Los berberiscos se conmovieron con estas palabras y desistieron de su intento. Los Taifas de Morón, Ronda y Arcos no se atrevieron a pronunciar palabra.

Mientras tanto, Almotadhir ya había despertado y, fingiéndose dormido, se había enterado de toda la conversación, sin que lo notasen sus falsos y cobardes acompañantes.

Tranquilizado por las palabras de Mohadh, simuló despertarse entonces y volvió a la mesa, dando a pensar que no se había enterado de nada de lo ocurrido. Los berberiscos se levantaron al punto y le besaron en la frente, acariciándole y dándole muestras de amistad, ya que sus conciencias no estaban tranquilas.
El rey sevillano habló entonces así:

“- Amigos míos, tengo que volverme inmediatamente a Sevilla, pero en vísperas de dejaros no os puedo explicar cuán satisfecho estoy de vuestra acogida. Quisiera daros alguna pequeña muestra de mi reconocimiento, pero por desgracia la provisión de regalillos que traían mis servidores está ya casi agotada. Dadme, pues, recado de escribir y que cada uno me dicte su nombre y me señale el regalo que mejor le apetezca: vestidos de honor, ricas telas de Damasco, dinero, muchachas, esclavos o cualquier otra cosa y que envíe a Sevilla, cuando yo esté de vuelta, a uno encargado de recibir el regalo escogido.”

- Datos proporcionados
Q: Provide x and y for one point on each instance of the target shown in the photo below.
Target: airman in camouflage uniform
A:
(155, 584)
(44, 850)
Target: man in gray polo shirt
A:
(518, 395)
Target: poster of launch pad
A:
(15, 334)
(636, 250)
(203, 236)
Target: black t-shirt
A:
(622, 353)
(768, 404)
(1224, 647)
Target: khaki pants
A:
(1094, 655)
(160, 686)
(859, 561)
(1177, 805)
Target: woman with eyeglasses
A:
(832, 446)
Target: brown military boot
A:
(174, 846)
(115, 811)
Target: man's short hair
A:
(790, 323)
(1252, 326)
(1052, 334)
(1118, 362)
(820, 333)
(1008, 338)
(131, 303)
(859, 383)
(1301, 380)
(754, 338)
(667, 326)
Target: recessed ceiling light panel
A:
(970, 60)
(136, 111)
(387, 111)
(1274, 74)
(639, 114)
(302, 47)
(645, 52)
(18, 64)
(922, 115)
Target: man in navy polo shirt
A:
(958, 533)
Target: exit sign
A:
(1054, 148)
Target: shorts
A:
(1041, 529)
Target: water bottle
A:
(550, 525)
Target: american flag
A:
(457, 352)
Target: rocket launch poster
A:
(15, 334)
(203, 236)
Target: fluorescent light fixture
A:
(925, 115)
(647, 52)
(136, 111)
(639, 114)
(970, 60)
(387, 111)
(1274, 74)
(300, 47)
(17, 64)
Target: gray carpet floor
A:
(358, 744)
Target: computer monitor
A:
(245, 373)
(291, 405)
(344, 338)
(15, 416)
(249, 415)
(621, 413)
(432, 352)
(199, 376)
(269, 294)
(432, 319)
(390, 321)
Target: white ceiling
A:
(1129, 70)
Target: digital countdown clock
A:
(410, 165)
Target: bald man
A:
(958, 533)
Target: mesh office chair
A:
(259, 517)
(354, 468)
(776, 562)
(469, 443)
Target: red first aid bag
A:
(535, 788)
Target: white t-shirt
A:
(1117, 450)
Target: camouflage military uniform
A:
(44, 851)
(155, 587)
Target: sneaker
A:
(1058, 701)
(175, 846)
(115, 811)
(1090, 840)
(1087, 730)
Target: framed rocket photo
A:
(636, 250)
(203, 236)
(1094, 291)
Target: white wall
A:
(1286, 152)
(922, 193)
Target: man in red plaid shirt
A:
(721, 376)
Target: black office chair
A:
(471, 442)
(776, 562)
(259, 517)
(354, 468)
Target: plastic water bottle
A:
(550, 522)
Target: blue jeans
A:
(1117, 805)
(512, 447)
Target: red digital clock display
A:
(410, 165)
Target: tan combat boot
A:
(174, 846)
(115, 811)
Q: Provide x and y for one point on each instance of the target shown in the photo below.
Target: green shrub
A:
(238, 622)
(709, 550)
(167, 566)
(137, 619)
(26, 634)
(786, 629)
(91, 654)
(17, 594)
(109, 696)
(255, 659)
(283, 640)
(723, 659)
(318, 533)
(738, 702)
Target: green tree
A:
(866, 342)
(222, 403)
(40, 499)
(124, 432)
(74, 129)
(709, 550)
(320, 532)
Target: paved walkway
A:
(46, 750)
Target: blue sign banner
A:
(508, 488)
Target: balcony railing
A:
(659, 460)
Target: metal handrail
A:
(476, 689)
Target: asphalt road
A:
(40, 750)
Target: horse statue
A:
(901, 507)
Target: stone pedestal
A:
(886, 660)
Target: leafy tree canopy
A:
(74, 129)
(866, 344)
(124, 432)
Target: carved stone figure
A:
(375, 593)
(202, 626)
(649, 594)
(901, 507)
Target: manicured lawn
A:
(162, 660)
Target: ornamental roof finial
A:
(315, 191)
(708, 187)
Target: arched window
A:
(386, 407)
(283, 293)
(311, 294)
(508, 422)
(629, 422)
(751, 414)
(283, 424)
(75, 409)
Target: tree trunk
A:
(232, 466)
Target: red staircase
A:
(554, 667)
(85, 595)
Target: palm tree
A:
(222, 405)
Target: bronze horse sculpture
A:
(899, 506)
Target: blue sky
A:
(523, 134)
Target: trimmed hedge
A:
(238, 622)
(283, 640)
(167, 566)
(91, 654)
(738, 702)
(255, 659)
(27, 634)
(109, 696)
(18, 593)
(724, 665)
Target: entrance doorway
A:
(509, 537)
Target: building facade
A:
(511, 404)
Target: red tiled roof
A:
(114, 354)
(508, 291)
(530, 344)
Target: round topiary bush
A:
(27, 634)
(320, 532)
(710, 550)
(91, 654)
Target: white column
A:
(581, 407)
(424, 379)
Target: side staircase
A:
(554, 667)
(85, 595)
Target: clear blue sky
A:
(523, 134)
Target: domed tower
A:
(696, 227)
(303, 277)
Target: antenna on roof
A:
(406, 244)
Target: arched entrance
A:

- Consigna
En el texto sobre Almotadhir, copia el tramo que va desde "Los berberiscos se conmovieron" hasta "a pronunciar palabra." y renombra a los "berberiscos" como "bereberes". Las entradas no intervienen en absoluto en este ejercicio.

- Solución
Los bereberes se conmovieron con estas palabras y desistieron de su intento. Los Taifas de Morón, Ronda y Arcos no se atrevieron a pronunciar palabra.